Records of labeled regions
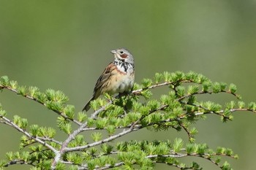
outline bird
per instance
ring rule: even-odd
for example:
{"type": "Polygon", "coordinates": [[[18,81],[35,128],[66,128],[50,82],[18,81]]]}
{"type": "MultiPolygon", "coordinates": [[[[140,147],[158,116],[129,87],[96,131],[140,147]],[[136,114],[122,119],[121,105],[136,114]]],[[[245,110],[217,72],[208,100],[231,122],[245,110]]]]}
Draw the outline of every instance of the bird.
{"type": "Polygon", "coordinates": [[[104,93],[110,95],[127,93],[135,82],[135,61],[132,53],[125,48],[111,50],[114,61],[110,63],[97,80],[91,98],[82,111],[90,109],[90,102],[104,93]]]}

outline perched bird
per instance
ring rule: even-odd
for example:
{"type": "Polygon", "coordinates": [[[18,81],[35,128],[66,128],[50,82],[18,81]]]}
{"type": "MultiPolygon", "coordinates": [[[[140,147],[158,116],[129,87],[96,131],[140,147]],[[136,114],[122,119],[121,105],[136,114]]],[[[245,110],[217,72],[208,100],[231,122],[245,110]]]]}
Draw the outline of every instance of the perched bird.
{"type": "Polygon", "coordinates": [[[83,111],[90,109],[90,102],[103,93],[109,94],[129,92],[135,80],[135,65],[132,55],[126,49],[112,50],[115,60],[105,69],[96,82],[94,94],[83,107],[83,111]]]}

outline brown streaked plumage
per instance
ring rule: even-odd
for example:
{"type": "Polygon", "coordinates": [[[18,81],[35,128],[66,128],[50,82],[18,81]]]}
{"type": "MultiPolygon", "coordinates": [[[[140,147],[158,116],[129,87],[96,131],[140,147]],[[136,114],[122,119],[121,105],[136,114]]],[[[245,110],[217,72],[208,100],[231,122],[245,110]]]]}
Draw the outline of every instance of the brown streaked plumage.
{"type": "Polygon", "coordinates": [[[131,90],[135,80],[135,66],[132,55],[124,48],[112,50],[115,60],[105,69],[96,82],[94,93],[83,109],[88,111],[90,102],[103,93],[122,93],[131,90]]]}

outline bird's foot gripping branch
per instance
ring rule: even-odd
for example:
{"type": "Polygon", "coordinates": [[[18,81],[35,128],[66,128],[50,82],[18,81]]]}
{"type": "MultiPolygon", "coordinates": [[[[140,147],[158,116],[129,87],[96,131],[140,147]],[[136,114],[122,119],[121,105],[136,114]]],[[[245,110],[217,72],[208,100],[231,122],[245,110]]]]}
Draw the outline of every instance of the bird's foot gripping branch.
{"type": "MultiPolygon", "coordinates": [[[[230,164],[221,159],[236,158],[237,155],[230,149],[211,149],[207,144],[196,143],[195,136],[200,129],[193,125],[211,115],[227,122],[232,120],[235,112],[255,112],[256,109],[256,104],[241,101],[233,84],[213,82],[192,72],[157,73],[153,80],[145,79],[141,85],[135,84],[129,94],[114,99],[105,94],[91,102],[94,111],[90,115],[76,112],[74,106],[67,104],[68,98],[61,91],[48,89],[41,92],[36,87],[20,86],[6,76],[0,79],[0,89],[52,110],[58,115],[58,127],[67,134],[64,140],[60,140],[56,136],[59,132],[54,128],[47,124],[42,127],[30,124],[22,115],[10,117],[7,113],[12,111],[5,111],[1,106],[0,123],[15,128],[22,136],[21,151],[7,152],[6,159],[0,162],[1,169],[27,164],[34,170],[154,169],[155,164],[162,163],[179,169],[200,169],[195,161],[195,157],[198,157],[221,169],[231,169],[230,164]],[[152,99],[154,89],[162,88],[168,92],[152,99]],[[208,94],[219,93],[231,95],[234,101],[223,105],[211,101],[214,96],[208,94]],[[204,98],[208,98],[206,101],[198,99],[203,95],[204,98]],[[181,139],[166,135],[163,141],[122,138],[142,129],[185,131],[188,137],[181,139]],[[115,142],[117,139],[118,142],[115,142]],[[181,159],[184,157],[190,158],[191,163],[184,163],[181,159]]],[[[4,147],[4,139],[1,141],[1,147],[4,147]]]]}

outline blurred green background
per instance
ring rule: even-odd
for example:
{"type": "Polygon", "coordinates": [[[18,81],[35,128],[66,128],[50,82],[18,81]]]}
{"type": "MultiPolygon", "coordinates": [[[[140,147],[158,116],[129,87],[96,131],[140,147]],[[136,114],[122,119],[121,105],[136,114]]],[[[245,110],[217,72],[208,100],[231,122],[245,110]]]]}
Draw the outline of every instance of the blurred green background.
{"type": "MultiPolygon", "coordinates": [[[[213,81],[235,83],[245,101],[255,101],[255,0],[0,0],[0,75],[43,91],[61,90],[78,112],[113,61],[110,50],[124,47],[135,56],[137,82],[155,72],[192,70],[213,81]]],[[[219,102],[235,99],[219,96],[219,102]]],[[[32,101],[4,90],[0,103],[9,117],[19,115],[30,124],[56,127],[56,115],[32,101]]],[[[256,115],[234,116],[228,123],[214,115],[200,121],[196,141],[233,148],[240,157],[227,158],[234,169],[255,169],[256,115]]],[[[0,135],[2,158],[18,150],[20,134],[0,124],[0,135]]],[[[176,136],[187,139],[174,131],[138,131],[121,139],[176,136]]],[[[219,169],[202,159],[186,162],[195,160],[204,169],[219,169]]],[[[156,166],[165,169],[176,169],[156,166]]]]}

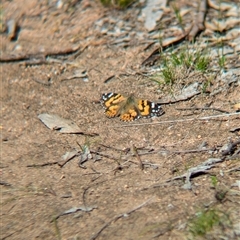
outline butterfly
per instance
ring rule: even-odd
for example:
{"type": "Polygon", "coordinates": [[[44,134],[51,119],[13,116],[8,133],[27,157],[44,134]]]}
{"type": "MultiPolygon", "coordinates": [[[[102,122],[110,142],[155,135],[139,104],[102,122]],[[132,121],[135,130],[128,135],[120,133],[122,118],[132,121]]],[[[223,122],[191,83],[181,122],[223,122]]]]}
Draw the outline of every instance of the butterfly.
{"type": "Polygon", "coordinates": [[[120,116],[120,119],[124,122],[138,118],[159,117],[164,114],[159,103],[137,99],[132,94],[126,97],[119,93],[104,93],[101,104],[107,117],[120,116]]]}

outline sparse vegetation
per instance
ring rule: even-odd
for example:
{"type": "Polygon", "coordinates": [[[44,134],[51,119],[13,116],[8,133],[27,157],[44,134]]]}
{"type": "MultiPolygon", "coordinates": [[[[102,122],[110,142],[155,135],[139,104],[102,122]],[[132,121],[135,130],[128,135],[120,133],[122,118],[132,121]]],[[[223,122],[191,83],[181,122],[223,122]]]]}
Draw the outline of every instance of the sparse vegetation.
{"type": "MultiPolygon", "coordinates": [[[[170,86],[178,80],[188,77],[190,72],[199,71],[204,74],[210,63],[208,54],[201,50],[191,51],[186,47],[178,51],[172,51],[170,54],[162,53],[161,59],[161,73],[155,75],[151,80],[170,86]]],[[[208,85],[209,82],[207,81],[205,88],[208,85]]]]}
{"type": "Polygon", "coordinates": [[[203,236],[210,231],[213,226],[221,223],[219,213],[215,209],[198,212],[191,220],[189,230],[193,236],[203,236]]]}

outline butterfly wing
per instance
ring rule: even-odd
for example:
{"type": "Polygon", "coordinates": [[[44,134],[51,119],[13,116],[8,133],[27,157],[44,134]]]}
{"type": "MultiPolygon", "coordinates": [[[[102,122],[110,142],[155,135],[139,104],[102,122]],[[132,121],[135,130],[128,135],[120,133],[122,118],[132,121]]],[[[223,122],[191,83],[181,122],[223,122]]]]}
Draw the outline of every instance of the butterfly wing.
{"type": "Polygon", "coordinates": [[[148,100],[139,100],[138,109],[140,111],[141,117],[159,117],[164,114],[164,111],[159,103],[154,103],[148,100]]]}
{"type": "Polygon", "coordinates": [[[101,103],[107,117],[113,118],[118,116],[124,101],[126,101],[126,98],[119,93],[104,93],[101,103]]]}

==

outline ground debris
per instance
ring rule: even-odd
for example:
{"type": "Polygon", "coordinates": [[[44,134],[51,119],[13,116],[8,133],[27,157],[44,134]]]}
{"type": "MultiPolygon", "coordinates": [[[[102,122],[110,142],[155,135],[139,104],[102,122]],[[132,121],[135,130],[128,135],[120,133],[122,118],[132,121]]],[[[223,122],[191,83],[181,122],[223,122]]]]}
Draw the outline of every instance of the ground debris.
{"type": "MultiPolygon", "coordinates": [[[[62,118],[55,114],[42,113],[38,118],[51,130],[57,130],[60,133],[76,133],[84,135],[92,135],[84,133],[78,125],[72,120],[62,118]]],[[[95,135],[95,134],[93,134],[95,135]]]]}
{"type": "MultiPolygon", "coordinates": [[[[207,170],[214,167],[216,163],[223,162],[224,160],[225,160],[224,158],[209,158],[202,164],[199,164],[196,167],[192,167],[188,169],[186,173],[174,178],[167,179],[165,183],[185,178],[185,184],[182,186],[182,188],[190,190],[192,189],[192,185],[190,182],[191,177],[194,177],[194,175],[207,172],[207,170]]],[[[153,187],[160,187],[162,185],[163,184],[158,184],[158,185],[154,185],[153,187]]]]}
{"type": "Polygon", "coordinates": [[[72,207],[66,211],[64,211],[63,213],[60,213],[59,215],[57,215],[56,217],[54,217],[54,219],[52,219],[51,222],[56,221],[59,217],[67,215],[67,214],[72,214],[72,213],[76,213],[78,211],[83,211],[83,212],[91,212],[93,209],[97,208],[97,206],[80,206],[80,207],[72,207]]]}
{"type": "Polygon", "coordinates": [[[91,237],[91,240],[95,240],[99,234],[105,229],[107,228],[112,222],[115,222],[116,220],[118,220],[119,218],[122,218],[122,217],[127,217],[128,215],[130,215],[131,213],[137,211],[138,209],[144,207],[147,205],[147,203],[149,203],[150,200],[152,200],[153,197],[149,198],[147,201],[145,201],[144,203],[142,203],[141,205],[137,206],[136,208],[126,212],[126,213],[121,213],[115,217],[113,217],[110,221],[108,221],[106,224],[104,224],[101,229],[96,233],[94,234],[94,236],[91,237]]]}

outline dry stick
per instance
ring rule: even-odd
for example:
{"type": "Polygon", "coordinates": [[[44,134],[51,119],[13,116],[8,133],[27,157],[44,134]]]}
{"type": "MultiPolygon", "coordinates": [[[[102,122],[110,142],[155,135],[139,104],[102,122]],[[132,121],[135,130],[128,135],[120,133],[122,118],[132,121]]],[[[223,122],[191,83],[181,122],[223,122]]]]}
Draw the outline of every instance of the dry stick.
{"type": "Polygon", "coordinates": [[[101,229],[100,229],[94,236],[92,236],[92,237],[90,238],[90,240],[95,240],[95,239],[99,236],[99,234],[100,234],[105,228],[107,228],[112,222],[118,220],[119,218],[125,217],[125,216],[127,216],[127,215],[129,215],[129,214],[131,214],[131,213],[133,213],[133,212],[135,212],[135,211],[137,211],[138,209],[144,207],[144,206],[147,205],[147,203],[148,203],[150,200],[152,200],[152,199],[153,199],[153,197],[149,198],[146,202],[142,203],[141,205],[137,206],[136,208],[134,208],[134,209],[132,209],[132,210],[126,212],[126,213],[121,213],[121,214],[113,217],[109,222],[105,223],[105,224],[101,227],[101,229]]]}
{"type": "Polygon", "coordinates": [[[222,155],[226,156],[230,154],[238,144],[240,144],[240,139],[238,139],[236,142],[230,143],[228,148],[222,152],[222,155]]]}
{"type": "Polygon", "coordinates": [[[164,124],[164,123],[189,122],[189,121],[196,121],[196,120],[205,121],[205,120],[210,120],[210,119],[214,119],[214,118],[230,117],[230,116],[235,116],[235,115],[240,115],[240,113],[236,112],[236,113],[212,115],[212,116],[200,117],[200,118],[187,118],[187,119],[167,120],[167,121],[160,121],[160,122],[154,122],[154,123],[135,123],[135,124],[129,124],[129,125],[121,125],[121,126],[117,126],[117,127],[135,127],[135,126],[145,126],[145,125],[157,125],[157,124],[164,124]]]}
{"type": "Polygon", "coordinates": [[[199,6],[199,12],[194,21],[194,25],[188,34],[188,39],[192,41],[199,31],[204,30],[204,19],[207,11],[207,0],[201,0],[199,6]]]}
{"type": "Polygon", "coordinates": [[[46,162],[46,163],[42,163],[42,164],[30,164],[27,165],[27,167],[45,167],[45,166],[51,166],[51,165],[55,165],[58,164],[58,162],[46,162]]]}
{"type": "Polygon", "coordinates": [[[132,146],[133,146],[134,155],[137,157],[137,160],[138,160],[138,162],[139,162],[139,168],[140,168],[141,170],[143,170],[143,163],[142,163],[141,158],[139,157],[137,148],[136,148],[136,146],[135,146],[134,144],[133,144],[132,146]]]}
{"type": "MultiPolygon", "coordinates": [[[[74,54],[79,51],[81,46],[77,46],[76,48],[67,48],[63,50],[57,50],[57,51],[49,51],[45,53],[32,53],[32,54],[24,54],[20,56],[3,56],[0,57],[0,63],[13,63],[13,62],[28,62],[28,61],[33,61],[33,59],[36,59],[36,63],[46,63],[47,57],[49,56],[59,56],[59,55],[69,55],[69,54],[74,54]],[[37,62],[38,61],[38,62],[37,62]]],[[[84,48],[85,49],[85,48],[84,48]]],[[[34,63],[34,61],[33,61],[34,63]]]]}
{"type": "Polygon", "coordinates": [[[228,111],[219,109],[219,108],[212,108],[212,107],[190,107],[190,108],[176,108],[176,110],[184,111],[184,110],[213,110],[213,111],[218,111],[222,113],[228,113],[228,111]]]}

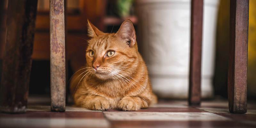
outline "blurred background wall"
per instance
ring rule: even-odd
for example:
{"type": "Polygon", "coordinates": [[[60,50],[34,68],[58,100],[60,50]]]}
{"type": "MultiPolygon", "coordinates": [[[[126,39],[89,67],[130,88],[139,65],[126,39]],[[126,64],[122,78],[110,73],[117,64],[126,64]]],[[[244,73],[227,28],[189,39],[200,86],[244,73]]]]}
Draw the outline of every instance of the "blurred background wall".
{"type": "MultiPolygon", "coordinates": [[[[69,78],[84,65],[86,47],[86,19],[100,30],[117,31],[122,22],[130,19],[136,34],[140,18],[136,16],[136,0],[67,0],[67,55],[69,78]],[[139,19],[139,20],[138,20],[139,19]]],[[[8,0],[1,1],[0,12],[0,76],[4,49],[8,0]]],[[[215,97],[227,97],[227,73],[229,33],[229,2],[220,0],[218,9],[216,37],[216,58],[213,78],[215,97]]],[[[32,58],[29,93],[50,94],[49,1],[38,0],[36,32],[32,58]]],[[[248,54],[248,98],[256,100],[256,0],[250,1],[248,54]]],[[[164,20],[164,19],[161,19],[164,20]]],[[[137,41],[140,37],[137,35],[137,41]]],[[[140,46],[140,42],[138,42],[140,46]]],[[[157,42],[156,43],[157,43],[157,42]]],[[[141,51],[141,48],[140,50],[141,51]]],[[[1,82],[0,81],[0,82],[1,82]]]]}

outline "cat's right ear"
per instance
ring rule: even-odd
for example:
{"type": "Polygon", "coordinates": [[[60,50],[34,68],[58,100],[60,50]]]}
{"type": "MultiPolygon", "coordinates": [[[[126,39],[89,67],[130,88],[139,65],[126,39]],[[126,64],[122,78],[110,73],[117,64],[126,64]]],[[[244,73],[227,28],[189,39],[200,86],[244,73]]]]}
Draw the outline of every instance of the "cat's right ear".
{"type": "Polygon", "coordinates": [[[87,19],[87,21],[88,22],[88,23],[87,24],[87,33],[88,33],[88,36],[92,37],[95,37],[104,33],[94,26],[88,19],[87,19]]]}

* * *

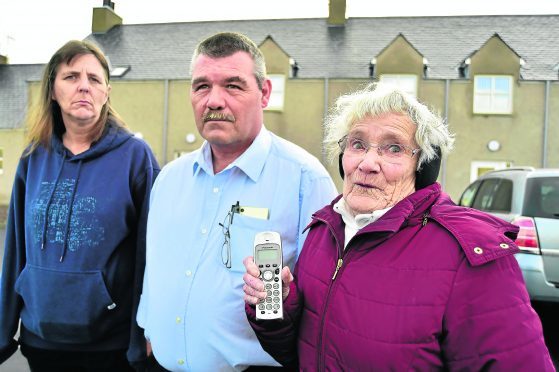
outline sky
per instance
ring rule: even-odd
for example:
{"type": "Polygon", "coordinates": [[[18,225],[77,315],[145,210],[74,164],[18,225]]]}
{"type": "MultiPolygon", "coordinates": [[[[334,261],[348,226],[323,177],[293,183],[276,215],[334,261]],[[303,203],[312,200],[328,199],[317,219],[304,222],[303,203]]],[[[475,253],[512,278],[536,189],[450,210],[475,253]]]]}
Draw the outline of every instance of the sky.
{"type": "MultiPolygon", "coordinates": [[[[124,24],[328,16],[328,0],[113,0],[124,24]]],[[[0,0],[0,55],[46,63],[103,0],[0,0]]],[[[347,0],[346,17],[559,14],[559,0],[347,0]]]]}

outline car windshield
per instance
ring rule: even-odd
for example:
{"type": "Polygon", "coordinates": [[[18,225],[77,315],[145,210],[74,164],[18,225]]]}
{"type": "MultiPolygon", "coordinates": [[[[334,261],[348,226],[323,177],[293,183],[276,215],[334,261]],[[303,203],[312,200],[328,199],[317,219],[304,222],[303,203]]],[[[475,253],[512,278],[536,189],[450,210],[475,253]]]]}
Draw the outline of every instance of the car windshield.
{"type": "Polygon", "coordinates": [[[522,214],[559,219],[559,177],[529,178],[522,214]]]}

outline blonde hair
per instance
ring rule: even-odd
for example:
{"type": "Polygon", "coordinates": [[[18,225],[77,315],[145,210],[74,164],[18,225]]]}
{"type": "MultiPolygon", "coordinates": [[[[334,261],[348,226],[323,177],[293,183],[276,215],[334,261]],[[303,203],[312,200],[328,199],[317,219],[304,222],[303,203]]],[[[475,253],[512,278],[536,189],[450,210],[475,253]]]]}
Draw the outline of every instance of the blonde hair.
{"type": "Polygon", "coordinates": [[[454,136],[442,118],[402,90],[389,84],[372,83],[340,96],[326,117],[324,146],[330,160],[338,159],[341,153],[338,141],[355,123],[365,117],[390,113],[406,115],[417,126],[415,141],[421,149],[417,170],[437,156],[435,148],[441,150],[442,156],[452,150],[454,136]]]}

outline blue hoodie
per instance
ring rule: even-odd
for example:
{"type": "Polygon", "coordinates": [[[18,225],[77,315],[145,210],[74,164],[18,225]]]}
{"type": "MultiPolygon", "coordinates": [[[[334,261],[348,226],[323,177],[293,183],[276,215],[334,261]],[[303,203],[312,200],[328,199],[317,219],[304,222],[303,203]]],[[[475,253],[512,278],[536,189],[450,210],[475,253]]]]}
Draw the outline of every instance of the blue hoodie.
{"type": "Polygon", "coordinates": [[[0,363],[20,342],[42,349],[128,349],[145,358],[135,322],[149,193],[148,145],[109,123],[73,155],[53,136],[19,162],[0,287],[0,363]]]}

### [The task]
Express the lines of the items as a Markdown table with the columns Row and Line, from the line with "outline bird's foot gripping branch" up to and including the line with "Draw the outline of every instance of the bird's". Number each row and leave out blank lines.

### [Task response]
| Row | Line |
|---|---|
| 1 | outline bird's foot gripping branch |
| 2 | per instance |
| 3 | ring rule: even-odd |
| 4 | for example: |
| 5 | {"type": "Polygon", "coordinates": [[[18,81],[35,128],[66,128],[50,82],[18,81]]]} |
| 6 | {"type": "MultiPolygon", "coordinates": [[[[140,147],[158,116],[129,87],[96,131],[140,147]],[[136,114],[122,119],[121,105],[136,114]]],[[[245,110],[217,72],[208,100],[231,122],[245,110]]]]} |
| 7 | Draw the outline of every instance of the bird's foot gripping branch. |